Task list:
- 1) In the forum thread on trade profitability, condense the paragraph beginning "I remember when I was landscaping" into one or two sentences that keep its main facts.
- 2) Write the next part of the forum thread on trade profitability, picking up after its final post.

Excerpted passage:
★ ★ ★

# Most Profitable Trade?



## Nathan (Jul 21, 2003)

OK, this is probably going to be a debated topic but… what trade do you think is the most profitable? Assuming this is a small to medium size business and not a huge commercial business.


----------



## hatchet (Oct 27, 2003)

Very difficult question. Overall I think most trades are pretty close to the same profit - which is typically around 10-15%.
Maybe if we look at volume versus profit - directly relating to amount of profit per annum. Then I would probably say mechanical or electrical.
But if we look at schedule versus profit then I would say roofing or framing. In and out quick - on to the next one.


----------



## Floorwizard (Sep 24, 2003)

I remember when I was landscaping many years ago, and when we were finished with a job, we would go to a recycling plant, and pay them to dump our stuff. Then they would turn around and use that to make barkdust and such, then sell it. Money from coming in, and money from going out, not bad I thought.


----------



## Grumpy (Oct 8, 2003)

I agree with hatchet, any industry that isn't brand new is saturated with compitition. Except industries that collude, 10-15% is the max an average consumer would allow.

Any brand new industry usually starts with high profits and as compition enters the industry the profits dwindle to about 10-15%.

★ ★ ★

Dataset:
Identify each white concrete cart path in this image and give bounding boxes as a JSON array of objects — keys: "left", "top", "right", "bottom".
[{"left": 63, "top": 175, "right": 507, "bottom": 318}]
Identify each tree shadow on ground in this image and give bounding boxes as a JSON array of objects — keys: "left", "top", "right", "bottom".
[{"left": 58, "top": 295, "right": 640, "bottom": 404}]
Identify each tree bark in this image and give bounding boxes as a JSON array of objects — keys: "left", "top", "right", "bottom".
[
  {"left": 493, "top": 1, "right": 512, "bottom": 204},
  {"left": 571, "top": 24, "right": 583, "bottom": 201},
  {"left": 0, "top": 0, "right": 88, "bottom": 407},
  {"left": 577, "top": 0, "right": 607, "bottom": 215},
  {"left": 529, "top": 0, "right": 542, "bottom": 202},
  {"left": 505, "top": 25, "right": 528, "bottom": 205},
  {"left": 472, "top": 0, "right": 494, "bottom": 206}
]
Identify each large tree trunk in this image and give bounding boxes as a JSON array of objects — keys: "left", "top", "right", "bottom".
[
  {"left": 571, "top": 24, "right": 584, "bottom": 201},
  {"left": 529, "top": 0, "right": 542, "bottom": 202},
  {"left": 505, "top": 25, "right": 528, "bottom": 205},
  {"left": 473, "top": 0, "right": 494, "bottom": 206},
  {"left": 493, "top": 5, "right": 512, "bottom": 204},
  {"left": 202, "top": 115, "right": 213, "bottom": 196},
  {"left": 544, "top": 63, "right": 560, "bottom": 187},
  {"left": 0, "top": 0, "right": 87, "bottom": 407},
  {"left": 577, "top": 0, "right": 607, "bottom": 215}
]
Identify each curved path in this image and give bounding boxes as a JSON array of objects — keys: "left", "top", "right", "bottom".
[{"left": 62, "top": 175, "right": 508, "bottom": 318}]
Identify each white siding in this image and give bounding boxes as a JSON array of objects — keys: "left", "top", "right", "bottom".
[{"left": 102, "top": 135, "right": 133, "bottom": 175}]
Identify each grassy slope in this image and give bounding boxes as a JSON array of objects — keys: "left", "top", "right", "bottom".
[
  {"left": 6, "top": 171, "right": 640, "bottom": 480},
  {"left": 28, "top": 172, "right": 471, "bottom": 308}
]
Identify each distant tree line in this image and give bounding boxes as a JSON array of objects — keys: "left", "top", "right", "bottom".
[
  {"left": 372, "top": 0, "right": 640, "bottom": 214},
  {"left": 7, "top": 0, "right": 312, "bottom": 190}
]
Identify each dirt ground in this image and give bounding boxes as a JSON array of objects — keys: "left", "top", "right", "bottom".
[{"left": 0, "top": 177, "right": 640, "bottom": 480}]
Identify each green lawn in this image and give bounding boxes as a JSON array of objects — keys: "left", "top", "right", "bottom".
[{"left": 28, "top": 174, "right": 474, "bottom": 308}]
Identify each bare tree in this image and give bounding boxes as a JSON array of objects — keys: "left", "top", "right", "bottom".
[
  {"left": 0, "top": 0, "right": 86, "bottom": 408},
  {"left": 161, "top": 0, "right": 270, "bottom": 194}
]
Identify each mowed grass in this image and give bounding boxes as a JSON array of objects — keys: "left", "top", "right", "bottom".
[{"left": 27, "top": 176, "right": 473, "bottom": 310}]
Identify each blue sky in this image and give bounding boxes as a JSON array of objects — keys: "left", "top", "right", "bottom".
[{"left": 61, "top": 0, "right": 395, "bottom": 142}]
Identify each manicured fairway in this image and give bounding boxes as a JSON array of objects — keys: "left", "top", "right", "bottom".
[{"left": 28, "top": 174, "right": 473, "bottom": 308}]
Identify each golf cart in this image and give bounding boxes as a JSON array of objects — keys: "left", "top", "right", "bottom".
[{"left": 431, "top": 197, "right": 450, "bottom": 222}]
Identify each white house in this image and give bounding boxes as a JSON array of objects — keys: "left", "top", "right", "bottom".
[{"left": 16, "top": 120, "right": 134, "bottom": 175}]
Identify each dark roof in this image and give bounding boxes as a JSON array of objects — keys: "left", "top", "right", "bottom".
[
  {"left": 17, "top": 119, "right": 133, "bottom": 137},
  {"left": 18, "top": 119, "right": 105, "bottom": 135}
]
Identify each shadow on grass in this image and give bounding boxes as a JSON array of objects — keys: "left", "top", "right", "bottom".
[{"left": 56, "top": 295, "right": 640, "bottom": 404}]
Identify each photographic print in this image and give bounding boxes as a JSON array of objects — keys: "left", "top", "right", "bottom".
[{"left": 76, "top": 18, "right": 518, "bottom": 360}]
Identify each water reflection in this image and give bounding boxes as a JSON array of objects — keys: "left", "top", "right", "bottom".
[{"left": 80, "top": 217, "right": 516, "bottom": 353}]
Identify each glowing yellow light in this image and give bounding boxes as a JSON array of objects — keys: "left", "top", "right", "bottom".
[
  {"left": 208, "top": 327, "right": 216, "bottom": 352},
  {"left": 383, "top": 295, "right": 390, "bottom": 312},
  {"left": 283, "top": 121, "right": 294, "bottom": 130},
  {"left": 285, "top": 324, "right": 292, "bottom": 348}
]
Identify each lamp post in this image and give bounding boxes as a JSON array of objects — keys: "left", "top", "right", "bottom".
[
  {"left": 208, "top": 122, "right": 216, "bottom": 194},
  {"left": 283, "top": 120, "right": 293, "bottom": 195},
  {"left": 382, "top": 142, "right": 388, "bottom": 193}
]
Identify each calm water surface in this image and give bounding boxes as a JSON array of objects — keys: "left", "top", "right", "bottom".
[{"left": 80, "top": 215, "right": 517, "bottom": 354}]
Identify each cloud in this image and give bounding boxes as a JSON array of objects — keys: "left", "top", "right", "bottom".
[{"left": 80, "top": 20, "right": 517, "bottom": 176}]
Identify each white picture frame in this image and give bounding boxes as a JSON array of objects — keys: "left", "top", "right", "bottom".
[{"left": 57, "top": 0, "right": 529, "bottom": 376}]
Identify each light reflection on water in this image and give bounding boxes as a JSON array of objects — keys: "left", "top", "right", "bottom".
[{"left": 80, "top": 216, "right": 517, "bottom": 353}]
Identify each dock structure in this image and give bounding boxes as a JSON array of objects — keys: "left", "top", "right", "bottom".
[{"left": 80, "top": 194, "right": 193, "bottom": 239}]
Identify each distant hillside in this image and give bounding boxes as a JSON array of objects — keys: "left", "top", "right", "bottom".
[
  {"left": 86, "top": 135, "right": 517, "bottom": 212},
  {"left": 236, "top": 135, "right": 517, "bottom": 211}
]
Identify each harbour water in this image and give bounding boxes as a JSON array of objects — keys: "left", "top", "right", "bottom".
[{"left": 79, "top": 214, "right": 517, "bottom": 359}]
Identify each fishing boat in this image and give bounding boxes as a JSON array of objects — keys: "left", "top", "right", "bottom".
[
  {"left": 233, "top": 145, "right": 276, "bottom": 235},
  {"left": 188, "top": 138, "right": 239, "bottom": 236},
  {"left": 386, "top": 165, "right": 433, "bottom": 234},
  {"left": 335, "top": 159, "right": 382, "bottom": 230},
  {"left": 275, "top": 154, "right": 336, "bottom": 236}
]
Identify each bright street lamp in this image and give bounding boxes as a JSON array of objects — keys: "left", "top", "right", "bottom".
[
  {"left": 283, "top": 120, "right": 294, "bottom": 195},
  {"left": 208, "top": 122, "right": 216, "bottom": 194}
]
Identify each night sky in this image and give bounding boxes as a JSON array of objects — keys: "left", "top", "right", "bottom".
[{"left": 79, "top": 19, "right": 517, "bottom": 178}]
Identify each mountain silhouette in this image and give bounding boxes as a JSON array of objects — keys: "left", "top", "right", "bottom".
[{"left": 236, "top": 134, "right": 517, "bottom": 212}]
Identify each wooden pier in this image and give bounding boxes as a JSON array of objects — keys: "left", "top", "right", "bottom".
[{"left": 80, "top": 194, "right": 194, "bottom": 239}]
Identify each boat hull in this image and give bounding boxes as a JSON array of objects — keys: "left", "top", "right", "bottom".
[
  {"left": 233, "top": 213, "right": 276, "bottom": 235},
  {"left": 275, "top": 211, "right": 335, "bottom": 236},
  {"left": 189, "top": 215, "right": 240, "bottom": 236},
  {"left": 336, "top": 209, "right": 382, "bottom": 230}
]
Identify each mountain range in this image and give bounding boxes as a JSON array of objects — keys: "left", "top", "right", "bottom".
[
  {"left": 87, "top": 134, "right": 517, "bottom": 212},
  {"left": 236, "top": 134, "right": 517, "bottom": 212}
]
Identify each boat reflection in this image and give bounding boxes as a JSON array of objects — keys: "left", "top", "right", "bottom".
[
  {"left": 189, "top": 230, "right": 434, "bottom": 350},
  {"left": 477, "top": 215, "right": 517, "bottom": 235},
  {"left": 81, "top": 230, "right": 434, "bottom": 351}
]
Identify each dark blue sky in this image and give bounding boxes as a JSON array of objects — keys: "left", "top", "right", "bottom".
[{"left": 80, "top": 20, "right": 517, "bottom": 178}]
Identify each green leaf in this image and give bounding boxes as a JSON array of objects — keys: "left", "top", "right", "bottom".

★ ★ ★

Task-by-task answers:
- 1) Years ago, after finishing landscaping jobs, we paid a recycling plant to take our debris, and the plant turned it into barkdust and similar products to sell, so it earned money both on what came in and on what went out.

- 2)
----------



## Speedy Petey (Sep 30, 2003)

All I know is one of the local plumbers in town has a $150,000 boat. And wait 'till you see his farmstead.


----------



## Mark (Oct 17, 2003)

I would have to say welders and or pipefitters..... up here they seem to make the big bucks and most end up with the winters off.


----------



## Grumpy (Oct 8, 2003)

I know roofers with million dollar homes, farms in neighboring states, boats and condos in florida... You name it. I call them Macro Roofers. They install at least 10 roofs a day. They have a few gutter crews and various other areas of work like chimney rebuilding.

They have zero field employees. All laborers are subs. I know their profit margin, and know it is pretty much in line for the industry. They just have a huge marketing budget and nearly 20 sales men. Now multiply their profit per job times ten and thats what they make in a day.


----------



## ProWallGuy (Oct 17, 2003)

> what trade do you think is the most profitable?


CEO of a Fortune 500 company run into the ground.

I want their severence package.


----------



## Guest (Mar 19, 2004)

Custom home builder


----------



## hatchet (Oct 27, 2003)

You might think that custom home building is highly profitable - but not really. Look at DR Horton (#1 on top 100 home builders) - 7 billion in gross revenue with only 443 million net = 6%. In a competitive market the larger multi-million dollar homes have a smaller profit margin (percentage wise) compared to a $200,000 home. I see the same thing in large commercial projects - 1million projects gets around 6-7% while 130million gets around 3%. Yes DR Horton is not really a true custom home builder but the revenue cycles closely relate.


----------



## Floorwizard (Sep 24, 2003)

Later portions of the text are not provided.